>> Begin SUPPLIED MATERIAL

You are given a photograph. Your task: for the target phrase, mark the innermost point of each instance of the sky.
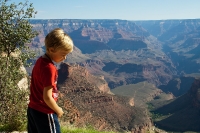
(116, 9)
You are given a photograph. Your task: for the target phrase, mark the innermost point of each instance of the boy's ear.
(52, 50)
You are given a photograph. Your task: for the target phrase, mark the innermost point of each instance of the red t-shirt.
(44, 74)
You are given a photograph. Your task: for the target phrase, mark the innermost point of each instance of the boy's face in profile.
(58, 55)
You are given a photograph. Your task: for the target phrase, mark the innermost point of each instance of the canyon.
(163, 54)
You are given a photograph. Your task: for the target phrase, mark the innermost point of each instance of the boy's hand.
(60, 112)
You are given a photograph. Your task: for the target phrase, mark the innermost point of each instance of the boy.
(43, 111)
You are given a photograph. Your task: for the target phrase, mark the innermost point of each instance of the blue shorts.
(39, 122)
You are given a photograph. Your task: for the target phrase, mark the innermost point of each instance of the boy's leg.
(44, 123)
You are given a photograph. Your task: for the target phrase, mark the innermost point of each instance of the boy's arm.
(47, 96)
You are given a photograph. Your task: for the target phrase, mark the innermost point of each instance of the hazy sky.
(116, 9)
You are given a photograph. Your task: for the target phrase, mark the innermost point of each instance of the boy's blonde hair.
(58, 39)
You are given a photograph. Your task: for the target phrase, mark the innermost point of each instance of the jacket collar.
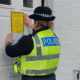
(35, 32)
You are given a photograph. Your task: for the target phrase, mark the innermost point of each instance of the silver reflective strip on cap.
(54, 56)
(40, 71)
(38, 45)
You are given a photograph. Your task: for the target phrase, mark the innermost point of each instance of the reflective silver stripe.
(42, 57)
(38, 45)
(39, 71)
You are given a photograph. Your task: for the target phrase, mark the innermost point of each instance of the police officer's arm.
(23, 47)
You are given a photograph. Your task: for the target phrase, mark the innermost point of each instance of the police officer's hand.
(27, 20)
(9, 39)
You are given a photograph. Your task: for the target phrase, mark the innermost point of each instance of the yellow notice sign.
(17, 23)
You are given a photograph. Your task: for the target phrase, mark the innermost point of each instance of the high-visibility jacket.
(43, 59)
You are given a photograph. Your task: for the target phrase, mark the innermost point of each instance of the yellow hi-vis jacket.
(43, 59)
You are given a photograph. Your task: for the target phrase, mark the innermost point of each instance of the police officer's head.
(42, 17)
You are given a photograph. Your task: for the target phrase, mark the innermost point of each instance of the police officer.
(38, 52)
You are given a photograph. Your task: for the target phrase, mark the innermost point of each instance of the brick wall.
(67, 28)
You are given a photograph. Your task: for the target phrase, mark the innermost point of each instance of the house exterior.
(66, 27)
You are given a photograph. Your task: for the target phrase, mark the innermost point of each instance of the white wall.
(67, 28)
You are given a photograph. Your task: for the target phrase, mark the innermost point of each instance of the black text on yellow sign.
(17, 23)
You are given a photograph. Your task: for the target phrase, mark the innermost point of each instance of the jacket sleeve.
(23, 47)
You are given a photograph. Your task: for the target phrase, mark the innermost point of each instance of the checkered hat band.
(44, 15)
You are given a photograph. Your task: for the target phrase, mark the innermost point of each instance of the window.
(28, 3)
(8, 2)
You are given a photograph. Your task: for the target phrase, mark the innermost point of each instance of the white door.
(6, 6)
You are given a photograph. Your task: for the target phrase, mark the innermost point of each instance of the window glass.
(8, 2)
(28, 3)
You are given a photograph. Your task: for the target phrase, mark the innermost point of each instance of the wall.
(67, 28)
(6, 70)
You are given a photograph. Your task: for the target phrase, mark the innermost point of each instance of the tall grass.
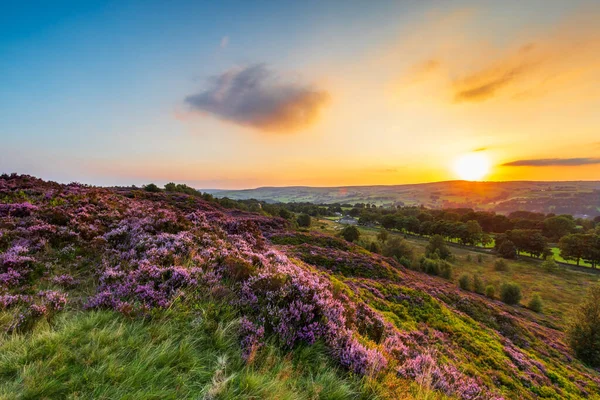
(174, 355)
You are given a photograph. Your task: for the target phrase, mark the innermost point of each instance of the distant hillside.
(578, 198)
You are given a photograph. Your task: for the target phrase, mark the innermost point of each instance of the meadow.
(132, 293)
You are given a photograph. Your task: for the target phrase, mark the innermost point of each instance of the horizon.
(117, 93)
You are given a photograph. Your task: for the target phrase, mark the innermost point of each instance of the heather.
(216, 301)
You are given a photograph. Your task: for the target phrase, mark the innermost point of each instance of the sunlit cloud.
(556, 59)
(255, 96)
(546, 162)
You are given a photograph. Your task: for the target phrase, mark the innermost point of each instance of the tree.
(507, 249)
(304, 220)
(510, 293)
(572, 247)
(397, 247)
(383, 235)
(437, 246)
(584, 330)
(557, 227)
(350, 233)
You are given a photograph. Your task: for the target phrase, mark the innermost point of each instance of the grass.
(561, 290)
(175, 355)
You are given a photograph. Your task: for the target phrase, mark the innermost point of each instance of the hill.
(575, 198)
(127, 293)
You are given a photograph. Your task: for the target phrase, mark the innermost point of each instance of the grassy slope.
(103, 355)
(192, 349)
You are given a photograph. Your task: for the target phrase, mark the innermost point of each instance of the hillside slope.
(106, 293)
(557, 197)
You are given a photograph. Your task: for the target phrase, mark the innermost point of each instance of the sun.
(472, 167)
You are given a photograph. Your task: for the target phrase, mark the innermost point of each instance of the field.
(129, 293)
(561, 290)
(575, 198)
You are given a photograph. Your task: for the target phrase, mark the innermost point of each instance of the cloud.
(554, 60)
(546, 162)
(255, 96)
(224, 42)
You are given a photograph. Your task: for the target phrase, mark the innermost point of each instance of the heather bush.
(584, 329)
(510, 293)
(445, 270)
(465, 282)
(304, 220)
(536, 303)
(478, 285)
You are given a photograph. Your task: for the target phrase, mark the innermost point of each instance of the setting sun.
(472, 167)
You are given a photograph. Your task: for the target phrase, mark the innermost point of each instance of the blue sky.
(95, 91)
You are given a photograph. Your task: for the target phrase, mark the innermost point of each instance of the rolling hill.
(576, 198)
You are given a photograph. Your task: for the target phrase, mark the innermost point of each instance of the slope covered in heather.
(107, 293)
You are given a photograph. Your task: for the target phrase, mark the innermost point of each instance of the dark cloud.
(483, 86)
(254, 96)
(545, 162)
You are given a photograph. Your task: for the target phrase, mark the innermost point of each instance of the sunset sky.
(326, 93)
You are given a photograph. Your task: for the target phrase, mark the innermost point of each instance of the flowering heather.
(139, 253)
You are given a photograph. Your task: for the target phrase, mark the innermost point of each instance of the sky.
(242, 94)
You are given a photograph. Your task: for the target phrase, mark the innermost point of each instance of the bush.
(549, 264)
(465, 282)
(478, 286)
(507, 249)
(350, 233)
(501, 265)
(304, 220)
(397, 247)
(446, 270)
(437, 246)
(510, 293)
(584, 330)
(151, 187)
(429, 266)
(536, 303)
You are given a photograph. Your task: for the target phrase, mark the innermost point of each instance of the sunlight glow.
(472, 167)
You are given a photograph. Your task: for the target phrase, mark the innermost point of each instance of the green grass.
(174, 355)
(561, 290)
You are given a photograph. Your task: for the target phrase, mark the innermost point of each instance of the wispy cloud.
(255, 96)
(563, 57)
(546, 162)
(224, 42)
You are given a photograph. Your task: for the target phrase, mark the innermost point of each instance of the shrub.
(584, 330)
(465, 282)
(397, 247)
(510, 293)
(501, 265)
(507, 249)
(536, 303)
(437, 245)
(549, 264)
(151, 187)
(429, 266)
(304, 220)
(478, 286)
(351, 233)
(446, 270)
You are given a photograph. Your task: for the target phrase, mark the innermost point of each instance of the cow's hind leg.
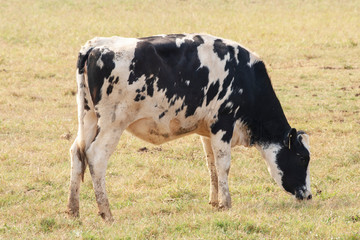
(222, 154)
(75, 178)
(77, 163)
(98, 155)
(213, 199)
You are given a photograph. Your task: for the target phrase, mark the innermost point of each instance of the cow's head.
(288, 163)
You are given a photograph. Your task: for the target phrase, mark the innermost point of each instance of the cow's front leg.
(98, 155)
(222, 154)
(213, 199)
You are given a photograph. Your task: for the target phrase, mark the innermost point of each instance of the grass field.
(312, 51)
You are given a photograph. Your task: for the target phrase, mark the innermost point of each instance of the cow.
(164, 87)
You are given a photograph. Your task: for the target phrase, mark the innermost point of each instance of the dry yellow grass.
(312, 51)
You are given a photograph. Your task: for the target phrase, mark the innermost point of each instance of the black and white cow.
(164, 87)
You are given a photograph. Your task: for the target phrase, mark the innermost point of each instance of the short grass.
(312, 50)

>> End SUPPLIED MATERIAL
>> Begin SUPPLIED MATERIAL

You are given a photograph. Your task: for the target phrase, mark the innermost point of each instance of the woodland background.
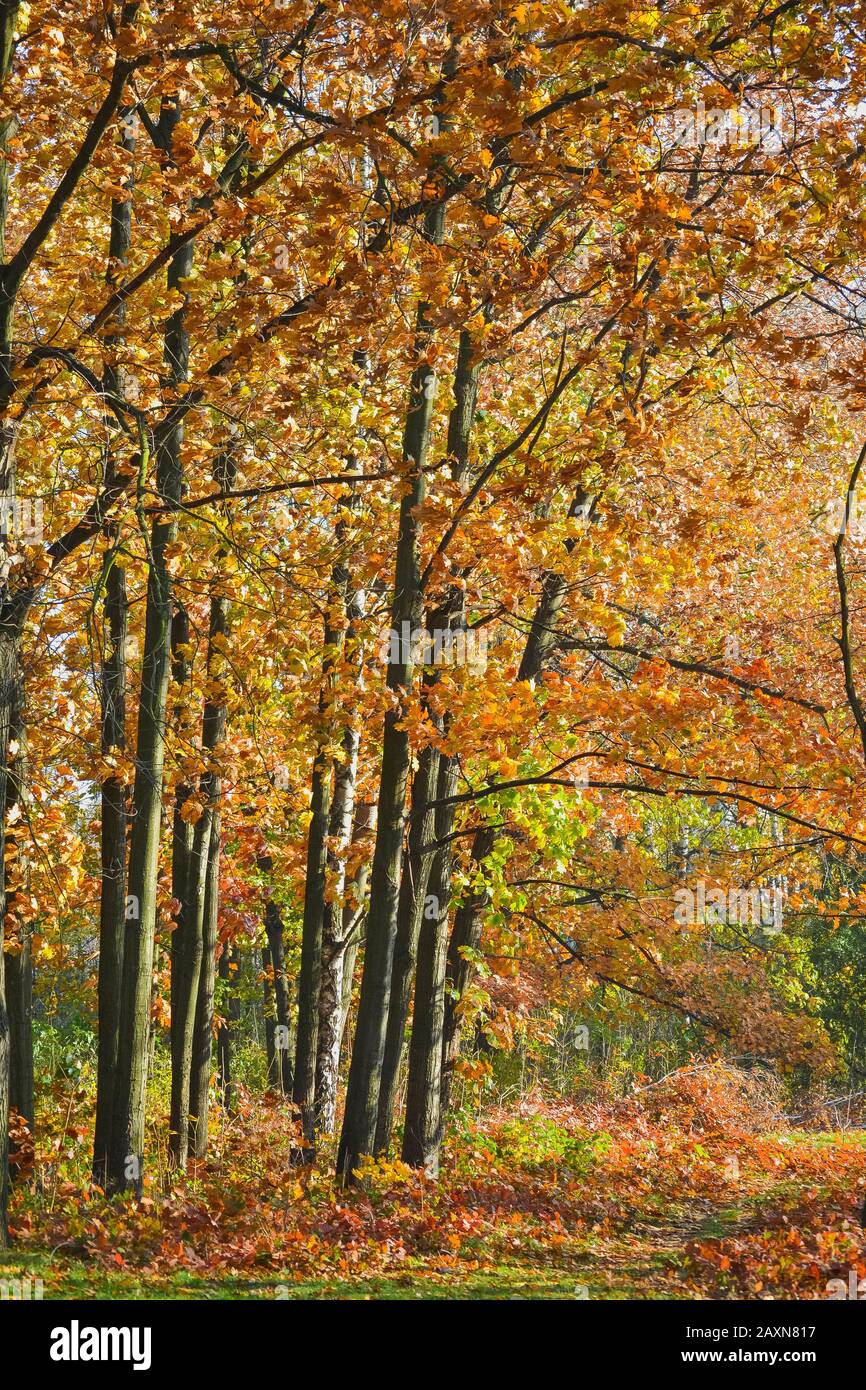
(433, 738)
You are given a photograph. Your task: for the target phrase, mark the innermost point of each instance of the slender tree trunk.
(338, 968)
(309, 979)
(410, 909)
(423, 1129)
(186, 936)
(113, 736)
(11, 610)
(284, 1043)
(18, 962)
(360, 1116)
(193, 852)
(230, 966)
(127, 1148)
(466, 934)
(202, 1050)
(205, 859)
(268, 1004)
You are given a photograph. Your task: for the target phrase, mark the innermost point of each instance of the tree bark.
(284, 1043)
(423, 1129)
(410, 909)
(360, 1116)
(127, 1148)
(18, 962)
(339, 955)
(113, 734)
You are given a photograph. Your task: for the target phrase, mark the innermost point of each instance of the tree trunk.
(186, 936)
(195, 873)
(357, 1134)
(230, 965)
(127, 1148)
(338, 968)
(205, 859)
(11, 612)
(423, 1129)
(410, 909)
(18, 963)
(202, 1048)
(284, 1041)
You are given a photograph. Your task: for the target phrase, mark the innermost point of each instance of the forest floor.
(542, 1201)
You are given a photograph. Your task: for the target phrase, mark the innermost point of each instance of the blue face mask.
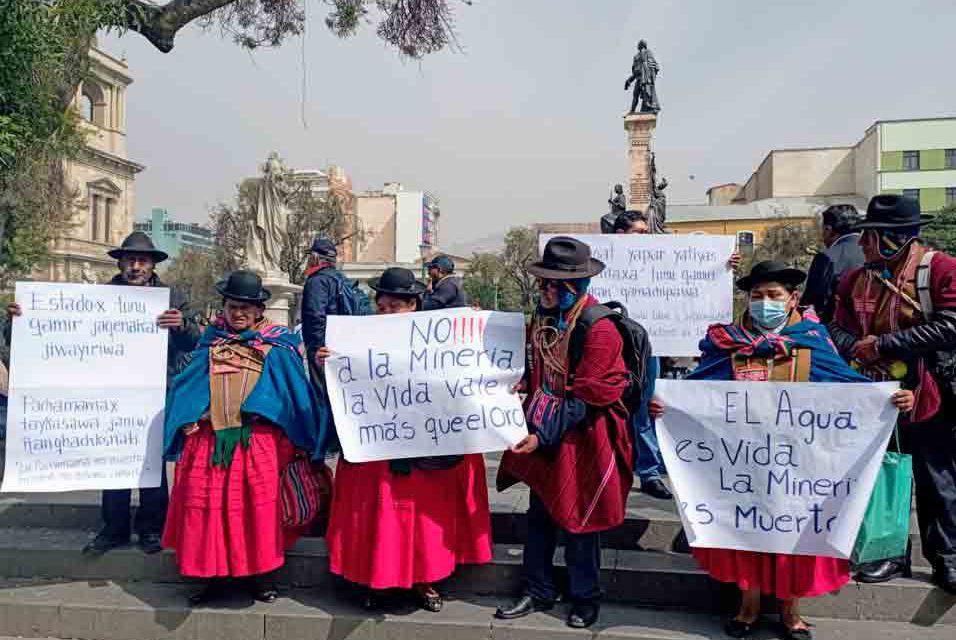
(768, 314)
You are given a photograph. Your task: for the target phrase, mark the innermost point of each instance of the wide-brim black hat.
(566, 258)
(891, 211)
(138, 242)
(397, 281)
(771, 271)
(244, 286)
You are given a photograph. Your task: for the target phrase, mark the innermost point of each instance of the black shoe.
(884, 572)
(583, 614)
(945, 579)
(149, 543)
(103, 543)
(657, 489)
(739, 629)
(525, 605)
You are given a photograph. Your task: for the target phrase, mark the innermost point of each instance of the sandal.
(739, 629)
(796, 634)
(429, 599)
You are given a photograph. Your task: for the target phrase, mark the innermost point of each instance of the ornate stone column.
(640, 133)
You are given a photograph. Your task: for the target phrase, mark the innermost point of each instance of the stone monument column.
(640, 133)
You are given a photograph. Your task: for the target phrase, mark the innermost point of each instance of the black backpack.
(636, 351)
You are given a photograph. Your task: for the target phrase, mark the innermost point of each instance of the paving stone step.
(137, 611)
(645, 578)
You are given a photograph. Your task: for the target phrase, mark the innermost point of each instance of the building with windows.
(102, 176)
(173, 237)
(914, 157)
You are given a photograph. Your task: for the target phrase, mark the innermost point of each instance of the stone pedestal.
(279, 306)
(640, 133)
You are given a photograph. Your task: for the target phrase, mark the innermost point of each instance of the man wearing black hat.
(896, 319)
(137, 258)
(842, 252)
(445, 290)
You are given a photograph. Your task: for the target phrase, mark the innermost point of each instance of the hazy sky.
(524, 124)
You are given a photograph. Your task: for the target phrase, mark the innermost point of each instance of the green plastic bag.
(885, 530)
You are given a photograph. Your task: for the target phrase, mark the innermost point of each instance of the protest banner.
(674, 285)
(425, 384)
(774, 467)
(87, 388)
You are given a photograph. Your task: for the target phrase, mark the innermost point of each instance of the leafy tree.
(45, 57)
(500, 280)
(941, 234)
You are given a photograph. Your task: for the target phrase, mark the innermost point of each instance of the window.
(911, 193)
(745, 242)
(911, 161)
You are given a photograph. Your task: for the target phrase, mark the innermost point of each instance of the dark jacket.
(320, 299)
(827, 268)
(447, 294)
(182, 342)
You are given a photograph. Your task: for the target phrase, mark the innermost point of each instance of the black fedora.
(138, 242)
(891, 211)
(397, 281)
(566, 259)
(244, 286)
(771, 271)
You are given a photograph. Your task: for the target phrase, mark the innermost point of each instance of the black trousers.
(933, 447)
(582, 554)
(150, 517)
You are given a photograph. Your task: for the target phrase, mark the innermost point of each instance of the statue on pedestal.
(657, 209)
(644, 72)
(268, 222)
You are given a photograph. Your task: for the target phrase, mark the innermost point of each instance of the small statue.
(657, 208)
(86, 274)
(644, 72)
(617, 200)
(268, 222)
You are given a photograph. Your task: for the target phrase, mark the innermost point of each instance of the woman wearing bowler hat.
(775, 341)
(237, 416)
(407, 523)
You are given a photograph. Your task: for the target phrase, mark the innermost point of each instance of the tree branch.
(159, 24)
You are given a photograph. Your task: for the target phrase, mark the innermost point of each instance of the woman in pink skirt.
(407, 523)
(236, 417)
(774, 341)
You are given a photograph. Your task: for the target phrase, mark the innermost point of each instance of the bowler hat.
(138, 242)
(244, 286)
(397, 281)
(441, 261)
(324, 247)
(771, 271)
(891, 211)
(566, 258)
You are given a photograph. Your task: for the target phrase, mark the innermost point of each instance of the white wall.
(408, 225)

>> End SUPPLIED MATERIAL
>> Begin SUPPLIED MATERIAL

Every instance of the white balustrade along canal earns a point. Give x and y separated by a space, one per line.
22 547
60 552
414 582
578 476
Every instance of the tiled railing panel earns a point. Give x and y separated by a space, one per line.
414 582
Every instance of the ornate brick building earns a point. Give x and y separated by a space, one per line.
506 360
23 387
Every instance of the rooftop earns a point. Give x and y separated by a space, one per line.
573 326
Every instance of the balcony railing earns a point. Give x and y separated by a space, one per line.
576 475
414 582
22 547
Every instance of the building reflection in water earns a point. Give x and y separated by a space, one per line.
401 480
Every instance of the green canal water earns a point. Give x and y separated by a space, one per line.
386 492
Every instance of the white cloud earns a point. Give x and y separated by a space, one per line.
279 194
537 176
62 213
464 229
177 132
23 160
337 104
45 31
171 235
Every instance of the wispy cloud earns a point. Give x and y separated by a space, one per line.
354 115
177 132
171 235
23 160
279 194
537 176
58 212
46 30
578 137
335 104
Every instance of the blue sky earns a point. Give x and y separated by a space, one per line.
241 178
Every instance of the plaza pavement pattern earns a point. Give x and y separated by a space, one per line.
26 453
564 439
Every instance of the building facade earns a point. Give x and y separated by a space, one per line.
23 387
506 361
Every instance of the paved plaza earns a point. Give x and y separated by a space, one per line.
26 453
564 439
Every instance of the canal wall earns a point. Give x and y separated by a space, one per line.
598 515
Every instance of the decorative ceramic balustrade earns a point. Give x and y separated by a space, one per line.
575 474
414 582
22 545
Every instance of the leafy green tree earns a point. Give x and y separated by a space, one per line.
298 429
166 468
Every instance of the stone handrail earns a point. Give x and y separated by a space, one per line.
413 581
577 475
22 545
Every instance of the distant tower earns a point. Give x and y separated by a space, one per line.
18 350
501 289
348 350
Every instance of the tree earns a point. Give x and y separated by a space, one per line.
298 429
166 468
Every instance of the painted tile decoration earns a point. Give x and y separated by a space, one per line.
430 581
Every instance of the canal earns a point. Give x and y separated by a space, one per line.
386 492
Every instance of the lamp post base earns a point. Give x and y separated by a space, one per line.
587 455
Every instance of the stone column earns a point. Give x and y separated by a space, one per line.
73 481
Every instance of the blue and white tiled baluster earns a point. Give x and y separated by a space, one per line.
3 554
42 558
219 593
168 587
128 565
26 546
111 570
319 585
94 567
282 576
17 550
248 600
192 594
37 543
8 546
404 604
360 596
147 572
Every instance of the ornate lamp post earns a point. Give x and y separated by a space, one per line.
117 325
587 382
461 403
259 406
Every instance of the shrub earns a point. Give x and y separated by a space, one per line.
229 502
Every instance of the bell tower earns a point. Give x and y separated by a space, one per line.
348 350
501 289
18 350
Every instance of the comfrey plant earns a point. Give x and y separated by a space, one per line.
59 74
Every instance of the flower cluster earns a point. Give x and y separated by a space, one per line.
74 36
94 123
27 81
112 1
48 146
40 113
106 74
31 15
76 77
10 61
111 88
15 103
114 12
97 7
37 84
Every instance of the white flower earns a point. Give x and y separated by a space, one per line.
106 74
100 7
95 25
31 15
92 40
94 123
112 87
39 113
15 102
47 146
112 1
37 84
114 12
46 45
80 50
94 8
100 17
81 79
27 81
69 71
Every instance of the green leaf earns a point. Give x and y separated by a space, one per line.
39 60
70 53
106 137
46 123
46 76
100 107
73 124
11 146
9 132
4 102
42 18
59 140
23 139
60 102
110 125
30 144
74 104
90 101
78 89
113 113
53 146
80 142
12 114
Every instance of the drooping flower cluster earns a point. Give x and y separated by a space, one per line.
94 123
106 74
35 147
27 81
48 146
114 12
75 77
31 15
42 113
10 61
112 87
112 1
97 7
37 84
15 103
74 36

>> End SUPPLIED MATERIAL

■ **WORK TO BE COMPLETED**: Reproduce the records line for line, starting at the line that contains "the tree bark." and stopping after the line that contains "(542, 1201)". Both of these lines are included.

■ **EXERCISE RESULT**:
You are given a photograph. Your task: for the target phrase, mark the innermost point of each instance of the tree bark.
(284, 1043)
(423, 1129)
(410, 909)
(360, 1116)
(127, 1148)
(18, 962)
(339, 955)
(113, 734)
You are given a photograph. Your task: for the target phrase, mark the innermost point of each instance of the tree trunk.
(186, 936)
(195, 873)
(357, 1134)
(230, 965)
(127, 1148)
(338, 968)
(205, 859)
(11, 612)
(423, 1129)
(410, 909)
(18, 963)
(202, 1048)
(284, 1041)
You are given a photograph. Your task: for the target phrase, mark the innermost point of each instance of the forest floor.
(542, 1201)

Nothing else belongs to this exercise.